DATASET ENTRIES
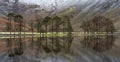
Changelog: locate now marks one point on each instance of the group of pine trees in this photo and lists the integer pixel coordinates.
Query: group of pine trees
(48, 24)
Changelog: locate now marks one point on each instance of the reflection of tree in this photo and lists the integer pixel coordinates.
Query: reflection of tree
(9, 29)
(19, 48)
(99, 42)
(55, 24)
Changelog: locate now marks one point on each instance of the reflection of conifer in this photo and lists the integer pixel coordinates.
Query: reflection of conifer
(9, 29)
(99, 24)
(19, 50)
(56, 21)
(45, 23)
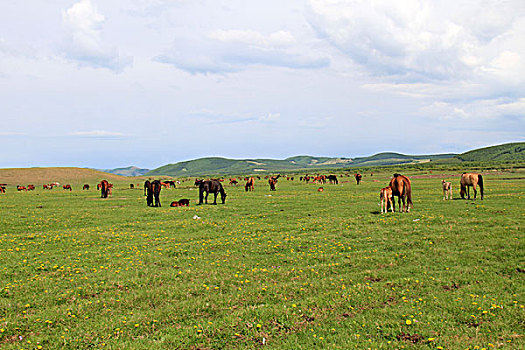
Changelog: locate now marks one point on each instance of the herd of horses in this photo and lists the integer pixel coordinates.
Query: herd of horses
(400, 186)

EXERCISE INSTRUCTIONS
Within the data above, pick out all lines holding the word "point".

OUTPUT OF THE TASK
Changelog: locate now marks one point on each instance of the group of pine trees in this photo and lists the integer pixel coordinates.
Changelog: locate now marks one point on each instance of the reflection of tree in this photo and lists the integer pixel coordinates.
Changelog: locate now marks one point on each instance of the reflection of conifer in this photo and lists the integer pixel coordinates.
Changelog: locate now marks one point on each instance of the herd of horses in this photo and lists the integer pixel coordinates.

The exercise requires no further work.